Work item —
Write out everything from the first of the lines below down to the line containing "rough mask: <svg", both included, without changing a single character.

[Exercise data — start]

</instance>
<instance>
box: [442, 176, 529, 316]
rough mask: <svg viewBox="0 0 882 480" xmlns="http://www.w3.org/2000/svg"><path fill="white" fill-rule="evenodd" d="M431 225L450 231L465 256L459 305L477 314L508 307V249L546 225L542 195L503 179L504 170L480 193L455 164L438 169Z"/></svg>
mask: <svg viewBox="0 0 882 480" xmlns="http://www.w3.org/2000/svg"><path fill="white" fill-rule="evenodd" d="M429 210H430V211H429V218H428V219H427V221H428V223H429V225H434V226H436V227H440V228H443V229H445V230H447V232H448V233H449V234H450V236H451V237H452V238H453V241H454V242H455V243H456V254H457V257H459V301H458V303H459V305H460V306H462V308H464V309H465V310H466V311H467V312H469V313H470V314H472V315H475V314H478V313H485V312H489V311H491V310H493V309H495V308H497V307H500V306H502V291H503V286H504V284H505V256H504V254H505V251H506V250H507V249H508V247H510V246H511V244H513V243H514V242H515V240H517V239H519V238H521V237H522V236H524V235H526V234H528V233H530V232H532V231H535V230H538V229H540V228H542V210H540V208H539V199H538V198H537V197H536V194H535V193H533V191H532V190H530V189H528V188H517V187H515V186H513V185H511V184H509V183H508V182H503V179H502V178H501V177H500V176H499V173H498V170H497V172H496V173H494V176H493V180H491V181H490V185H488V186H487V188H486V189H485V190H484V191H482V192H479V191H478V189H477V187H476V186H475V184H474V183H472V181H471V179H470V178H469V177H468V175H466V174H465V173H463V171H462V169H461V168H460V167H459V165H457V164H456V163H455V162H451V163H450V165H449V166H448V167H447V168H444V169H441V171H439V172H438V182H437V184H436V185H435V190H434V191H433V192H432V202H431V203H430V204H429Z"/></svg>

[Exercise data — finish]

Response box —
</instance>
<instance>
box: [442, 176, 529, 316]
rough mask: <svg viewBox="0 0 882 480" xmlns="http://www.w3.org/2000/svg"><path fill="white" fill-rule="evenodd" d="M431 225L450 231L465 256L459 305L477 314L508 307V249L546 225L542 195L503 179L504 170L480 193L455 164L438 169Z"/></svg>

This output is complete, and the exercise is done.